The problem => Rewrite the listing starting at the line containing "Would you mind marking the boy's" and ending at the line containing "<point>453,410</point>", renaming "Target" to "Label" and leaving everything else unchanged.

Material provided =>
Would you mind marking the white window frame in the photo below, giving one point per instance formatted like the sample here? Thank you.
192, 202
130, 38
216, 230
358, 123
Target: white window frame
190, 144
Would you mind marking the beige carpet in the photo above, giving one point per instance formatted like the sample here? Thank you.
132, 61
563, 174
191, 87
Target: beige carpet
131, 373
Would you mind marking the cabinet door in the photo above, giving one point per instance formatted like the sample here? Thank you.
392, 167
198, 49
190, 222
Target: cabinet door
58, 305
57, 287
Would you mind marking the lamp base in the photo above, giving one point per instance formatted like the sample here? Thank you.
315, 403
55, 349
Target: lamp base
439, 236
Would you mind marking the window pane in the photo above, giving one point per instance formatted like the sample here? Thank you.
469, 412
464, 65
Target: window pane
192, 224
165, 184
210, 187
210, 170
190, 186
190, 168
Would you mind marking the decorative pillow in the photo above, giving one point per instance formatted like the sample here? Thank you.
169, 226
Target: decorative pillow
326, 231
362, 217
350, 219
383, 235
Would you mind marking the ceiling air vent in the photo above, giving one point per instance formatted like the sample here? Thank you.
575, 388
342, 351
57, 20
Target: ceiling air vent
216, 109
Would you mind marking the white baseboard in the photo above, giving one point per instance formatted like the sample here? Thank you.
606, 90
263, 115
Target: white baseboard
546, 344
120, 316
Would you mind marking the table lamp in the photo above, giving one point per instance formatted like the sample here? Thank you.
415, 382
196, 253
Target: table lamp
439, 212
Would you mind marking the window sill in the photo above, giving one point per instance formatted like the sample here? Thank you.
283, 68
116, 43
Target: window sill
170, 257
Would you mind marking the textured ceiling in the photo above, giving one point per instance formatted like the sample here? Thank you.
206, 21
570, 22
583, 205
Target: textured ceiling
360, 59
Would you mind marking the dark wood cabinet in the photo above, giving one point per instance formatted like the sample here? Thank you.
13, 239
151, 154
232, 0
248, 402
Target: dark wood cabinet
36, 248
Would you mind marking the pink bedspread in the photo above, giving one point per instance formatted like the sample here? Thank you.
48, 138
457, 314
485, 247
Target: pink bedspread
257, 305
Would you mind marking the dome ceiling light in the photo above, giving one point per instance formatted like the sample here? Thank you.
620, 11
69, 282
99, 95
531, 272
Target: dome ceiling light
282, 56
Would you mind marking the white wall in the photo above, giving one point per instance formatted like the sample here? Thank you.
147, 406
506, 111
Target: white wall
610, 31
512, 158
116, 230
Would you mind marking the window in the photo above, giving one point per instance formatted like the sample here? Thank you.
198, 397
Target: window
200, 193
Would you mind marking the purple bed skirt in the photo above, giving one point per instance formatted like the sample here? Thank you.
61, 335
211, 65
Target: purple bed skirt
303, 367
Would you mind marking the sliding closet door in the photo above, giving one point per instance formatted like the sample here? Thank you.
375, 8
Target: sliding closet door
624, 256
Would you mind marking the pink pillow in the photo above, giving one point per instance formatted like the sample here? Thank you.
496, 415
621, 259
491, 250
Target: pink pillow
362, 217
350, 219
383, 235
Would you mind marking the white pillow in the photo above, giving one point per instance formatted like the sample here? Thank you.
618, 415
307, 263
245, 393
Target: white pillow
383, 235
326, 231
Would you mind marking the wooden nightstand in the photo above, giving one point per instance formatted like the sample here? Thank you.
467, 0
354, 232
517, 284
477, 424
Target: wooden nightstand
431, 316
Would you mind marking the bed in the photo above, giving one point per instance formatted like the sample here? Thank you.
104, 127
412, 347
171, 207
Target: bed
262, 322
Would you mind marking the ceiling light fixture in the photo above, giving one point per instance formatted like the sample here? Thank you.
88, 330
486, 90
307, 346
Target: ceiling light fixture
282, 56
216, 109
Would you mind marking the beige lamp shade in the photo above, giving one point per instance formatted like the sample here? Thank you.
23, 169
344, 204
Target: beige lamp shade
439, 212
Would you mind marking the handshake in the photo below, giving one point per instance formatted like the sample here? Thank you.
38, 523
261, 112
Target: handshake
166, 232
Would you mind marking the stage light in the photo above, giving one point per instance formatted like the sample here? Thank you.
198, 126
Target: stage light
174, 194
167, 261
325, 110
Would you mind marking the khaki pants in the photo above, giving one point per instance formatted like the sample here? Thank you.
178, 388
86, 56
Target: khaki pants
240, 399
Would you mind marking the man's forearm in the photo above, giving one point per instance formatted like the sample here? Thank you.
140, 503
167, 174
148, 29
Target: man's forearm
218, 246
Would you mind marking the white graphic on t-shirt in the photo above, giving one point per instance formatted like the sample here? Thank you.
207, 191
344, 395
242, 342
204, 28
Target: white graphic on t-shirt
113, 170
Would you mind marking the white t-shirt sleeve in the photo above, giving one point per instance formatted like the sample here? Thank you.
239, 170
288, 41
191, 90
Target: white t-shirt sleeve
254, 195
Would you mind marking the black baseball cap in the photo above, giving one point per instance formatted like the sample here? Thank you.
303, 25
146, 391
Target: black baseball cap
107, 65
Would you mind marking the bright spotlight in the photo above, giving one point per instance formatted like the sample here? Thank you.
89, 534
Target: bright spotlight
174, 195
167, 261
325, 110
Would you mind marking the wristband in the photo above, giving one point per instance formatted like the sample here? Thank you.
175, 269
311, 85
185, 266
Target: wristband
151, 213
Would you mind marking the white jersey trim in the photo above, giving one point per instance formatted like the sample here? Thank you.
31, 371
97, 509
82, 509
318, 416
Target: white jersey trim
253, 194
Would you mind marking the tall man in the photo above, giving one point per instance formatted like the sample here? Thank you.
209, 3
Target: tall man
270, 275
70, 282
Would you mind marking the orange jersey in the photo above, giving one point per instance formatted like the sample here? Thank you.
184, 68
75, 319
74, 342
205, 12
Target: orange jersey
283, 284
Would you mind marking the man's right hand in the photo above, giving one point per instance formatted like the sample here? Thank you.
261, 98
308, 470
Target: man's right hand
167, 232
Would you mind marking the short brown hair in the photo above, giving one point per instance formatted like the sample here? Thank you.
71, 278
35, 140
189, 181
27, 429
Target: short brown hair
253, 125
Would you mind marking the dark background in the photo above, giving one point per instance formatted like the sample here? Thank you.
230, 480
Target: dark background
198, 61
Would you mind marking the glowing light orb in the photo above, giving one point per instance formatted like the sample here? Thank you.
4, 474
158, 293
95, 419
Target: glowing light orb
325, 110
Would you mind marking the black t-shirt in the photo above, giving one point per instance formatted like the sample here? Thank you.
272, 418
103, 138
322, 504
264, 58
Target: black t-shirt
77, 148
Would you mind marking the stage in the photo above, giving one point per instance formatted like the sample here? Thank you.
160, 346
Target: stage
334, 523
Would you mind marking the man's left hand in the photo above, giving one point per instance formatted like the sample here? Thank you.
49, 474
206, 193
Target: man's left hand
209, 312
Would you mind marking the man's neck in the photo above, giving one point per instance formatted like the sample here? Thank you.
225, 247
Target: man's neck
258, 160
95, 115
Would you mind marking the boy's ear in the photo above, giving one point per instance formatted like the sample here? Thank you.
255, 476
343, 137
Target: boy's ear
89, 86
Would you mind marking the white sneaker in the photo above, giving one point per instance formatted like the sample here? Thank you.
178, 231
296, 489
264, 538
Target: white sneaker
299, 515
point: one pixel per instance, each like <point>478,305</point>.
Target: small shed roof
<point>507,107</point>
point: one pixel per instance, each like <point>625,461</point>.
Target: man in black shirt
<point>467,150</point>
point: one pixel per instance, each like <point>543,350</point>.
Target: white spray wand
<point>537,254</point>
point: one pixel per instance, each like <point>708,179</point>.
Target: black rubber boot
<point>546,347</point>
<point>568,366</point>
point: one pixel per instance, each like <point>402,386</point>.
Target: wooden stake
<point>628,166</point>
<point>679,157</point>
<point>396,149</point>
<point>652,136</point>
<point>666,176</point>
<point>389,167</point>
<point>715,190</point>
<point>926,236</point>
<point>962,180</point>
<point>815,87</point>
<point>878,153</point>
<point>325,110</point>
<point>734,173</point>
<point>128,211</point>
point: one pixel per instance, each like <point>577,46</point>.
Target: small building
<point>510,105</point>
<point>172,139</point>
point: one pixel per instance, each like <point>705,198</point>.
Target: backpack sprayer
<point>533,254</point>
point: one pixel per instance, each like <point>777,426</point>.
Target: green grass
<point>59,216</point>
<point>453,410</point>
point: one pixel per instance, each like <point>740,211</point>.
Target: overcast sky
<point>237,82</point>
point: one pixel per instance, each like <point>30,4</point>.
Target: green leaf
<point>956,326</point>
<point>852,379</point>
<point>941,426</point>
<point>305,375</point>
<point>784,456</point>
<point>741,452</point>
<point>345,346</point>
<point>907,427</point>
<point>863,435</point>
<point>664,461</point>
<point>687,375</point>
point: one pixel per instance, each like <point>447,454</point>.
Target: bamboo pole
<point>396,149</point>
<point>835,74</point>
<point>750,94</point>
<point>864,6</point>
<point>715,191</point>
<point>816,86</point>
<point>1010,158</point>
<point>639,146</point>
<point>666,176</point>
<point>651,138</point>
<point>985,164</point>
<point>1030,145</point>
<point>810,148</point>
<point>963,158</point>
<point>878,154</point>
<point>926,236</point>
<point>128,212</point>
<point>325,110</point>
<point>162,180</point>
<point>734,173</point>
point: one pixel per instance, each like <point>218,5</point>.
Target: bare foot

Exercise response =>
Would you mind marking the boy's ear in the photo above, giving one point per instance formatted like the sample here? Thank you.
255, 476
343, 137
Label: boy's ear
89, 86
Would you mind marking the white sneaker in the photo above, giving one point per instance formatted like the sample here? Thank you.
178, 231
296, 489
264, 538
Label: white sneaker
299, 515
point: one pixel per instance, each like <point>478,305</point>.
Label: small shed roof
<point>507,107</point>
point: one pixel per instance, each like <point>625,461</point>.
Label: man in black shirt
<point>467,150</point>
point: one pixel per instance, each like <point>543,350</point>.
Label: white spray wand
<point>537,254</point>
point: one pixel per instance, each like <point>708,179</point>.
Label: black rubber boot
<point>546,347</point>
<point>568,366</point>
point: one pixel per instance, each like <point>402,386</point>.
Label: wooden stake
<point>628,166</point>
<point>679,157</point>
<point>396,149</point>
<point>652,136</point>
<point>666,176</point>
<point>389,167</point>
<point>715,190</point>
<point>926,236</point>
<point>962,180</point>
<point>815,87</point>
<point>878,153</point>
<point>325,110</point>
<point>734,173</point>
<point>128,211</point>
point: one pixel per instance, each like <point>577,46</point>.
Label: small building
<point>510,105</point>
<point>172,139</point>
point: one pixel per instance, each like <point>705,198</point>.
Label: backpack sprayer
<point>533,254</point>
point: one pixel per instance, each like <point>777,426</point>.
Label: green grass
<point>59,216</point>
<point>453,410</point>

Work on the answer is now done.